[TASK DETAILS]
From the data below, set down exactly the lines between the one holding "negative clicks: (131, 695)" and the one holding "box: [102, 428, 144, 557]", inclusive, and no others.

Saved entries:
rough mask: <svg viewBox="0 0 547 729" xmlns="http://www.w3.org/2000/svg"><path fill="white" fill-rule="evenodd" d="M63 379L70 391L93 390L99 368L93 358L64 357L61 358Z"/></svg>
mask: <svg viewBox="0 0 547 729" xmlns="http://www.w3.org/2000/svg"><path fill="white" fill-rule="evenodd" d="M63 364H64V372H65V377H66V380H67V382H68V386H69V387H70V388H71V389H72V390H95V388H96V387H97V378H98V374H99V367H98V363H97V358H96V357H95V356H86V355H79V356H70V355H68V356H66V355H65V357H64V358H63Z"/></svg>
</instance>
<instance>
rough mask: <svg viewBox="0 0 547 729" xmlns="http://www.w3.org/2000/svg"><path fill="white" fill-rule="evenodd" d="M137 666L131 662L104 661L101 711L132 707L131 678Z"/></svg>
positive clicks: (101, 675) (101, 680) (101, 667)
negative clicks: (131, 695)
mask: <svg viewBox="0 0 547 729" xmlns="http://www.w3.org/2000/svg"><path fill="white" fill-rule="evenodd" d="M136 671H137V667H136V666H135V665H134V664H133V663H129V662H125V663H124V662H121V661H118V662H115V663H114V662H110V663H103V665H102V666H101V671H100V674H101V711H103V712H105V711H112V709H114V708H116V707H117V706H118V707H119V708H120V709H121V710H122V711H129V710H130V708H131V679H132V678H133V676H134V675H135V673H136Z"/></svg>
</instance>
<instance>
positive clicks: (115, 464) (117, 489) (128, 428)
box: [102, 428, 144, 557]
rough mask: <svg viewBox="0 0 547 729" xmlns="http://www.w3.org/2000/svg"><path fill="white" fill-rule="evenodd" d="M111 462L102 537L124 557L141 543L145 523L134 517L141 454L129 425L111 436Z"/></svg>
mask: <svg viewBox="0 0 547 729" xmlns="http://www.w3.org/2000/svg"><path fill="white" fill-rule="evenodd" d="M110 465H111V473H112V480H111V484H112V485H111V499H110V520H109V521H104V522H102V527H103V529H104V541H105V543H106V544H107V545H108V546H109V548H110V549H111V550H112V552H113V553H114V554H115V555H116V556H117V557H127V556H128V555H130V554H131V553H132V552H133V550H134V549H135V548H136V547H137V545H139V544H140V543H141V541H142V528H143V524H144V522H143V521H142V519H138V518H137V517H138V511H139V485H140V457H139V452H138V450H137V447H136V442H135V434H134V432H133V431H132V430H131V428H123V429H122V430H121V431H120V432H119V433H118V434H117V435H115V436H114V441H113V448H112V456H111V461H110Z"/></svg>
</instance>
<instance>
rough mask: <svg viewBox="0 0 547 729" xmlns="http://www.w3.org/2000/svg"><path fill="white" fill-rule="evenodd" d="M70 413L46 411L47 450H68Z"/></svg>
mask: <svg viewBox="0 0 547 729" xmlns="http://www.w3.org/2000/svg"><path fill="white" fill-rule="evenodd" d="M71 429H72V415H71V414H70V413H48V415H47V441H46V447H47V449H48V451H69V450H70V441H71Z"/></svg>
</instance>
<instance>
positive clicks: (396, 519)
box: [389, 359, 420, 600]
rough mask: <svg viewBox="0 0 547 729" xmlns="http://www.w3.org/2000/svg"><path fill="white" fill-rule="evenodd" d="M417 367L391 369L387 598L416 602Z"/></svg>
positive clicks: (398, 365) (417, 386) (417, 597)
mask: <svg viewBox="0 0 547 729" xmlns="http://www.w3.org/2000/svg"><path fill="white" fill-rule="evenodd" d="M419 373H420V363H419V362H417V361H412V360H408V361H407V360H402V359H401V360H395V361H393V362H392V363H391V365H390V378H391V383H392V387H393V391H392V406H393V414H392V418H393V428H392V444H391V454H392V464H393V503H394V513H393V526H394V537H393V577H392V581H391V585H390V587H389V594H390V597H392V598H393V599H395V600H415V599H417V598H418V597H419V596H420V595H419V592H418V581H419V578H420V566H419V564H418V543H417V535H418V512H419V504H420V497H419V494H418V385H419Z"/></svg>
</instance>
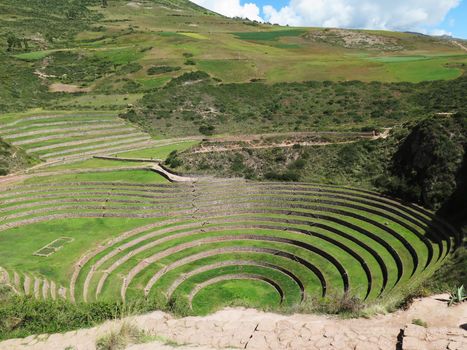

[RESULT BELOW]
negative clicks: (131, 695)
mask: <svg viewBox="0 0 547 729" xmlns="http://www.w3.org/2000/svg"><path fill="white" fill-rule="evenodd" d="M136 671H137V667H136V666H135V665H134V664H133V663H129V662H125V663H124V662H121V661H118V662H115V663H114V662H110V663H103V665H102V666H101V671H100V674H101V711H103V712H105V711H112V709H114V708H116V707H117V706H118V707H119V708H120V709H121V710H122V711H129V710H130V708H131V679H132V678H133V676H134V675H135V673H136Z"/></svg>
</instance>
<instance>
positive clicks: (115, 464) (117, 489) (128, 428)
box: [102, 428, 144, 557]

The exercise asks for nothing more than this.